Source text START
Health officials quell MPs’ fears over counterfeit drugs

HEALTH officials on Wednesday assured the Lower Chamber’s Committee on Social Affairs that Rwandans have very little reason to worry about an influx of counterfeit medicines.
Pharmacies will in the future be required to spread out to avoid congestion in a single locality. The New Times/File.
Pharmacies will in the future be required to spread out to avoid congestion in a single locality. The New Times/File.

HEALTH officials on Wednesday assured the Lower Chamber’s Committee on Social Affairs that Rwandans have very little reason to worry about an influx of counterfeit medicines.

Reports in the Ugandan and Kenyan Press reveal that the two countries are grappling with the danger of counterfeit and unregistered medicines.

MP Liberata Kayitesi, a member of the Committee, said she had heard of similar complaints from the general public.

“I seek clarity on this. We often hear people say that there are medicines that enter, perhaps from India, that are probably cheap. Some of such complaints are even made by pharmacists. So, how do they enter? What process does a drug go through in order to be approved for the market?” she wondered.

These concerns were raised as the Committee began examining the draft law establishing regulations on medicines, medical devices, poisons, cosmetics, herbal medicines and other related health commodities.

 Health Minister, Dr. Agnes Binagwaho, and the Pharmacy Task Force Coordinator in the Ministry, John Patrick Mwesigye, told MPs that there should be no cause for worry since the ministry is vigilant.

Binagwaho assured MPs that drugs must pass the World Health Organisation (WHO) standards before they are allowed into the country.

“When there are any side effects, we collect a sample of the drug and send it to an international laboratory for assessing, because this [substandard drug] can happen even with the best factory,” said Dr. Binagwaho.

“And the other thing is regulations; not everybody can import, not everybody can store, and not everybody can sell, to guarantee the [safe] channel.”

The Minister stressed that Interpol is also an active partner in tackling related crimes, globally.

 “We know that it is possible a drug may come from Europe, or America, or India, or Brazil, and enter the country and cause problems, like it can happen elsewhere. But those responsible have a right to ask for the drug to be put off the market. When we learn that a bad drug is in the country, we immediately halt its sale,” Mwesigye said.

“The Ministry has mechanisms to do this, right from health centres, to the extent that if such a drug is identified, or if a patient notices unusual side effects, however minor, a report is given to the Ministry and we follow up. Whenever it’s necessary, we inquire from the manufacturer about the problem”.

In September, last year, Kenyan newspaper reports said authorities there scrambled to get rid of thousands of batches of counterfeit antiretrovirals (ARVs) from circulation after patients and nurses reported irregularities in the appearance and texture of a widely used drug, Zidolam-N.

It had been discovered that the ARVs were falsified versions of a WHO-certified generic drug purchased through a distributor endorsed by the country’s drug regulatory authority the Kenya Pharmacy and Poisons Board (KPPB).

Earlier, in December, the Ugandan National Drug Authority (DNA) described the influx of counterfeit medicines in the country as “very worrying.”

It announced that the fake medicines intercepted included Quinine Bisulphate 300mg tablets claimed to be manufactured by Laboratory and Allied Limited of Kenya, Quinine Sulphate 300mg tablets claimed to be from Macleods Pharmaceuticals Limited in India, Metakelfin 500mg tablets from Pharmacia Italy and the Maxaquin 4% injection 30ml manufactured by Mac’s Pharmaceuticals in Kenya.

Meanwhile, according to the WHO’s world reports of counterfeit medicines, in 2005, in Kenya, a random survey by the National Quality Control Laboratories (NQCL) and the Pharmacy and Poisons Board found that almost 30 percent of the drugs in Kenya were counterfeit.

“Some of the drugs were no more than just chalk or water marketed as legitimate pharmaceutical products. According to figures from the Kenyan Association of Pharmaceutical Industry, counterfeit pharmaceutical products account for approximately US$130 million annually in sales in the country,” says the WHO.
Source text END
Exercise directions:
From the article on counterfeit drugs, copy word for word the part that begins with "Health Minister, Dr." and ends with "said Dr. Binagwaho.".
Data for analysis START
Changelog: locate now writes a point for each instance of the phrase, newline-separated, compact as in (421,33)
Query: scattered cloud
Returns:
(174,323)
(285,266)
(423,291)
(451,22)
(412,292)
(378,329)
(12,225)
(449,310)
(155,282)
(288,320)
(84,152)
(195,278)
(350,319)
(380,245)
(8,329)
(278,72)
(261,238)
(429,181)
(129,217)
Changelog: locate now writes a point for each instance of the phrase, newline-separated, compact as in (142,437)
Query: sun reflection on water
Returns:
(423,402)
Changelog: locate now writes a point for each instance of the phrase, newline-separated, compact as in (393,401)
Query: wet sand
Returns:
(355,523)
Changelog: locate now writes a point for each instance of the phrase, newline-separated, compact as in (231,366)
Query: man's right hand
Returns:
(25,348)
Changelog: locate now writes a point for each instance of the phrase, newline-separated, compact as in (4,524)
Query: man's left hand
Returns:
Data for analysis END
Written response:
Health Minister, Dr. Agnes Binagwaho, and the Pharmacy Task Force Coordinator in the Ministry, John Patrick Mwesigye, told MPs that there should be no cause for worry since the ministry is vigilant.

Binagwaho assured MPs that drugs must pass the World Health Organisation (WHO) standards before they are allowed into the country.

“When there are any side effects, we collect a sample of the drug and send it to an international laboratory for assessing, because this [substandard drug] can happen even with the best factory,” said Dr. Binagwaho.